### DATA FOR PROCESSING
"""

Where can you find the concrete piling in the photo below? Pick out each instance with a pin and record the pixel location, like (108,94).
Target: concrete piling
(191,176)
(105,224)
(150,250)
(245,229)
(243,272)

"""

### YOUR TASK
For this exercise, output all the data exactly as shown above.

### TASK SOLUTION
Where can you find the concrete piling in the photo below? Pick out each instance with a pin and record the pixel location, like (108,94).
Target: concrete piling
(191,176)
(105,224)
(150,250)
(245,229)
(243,272)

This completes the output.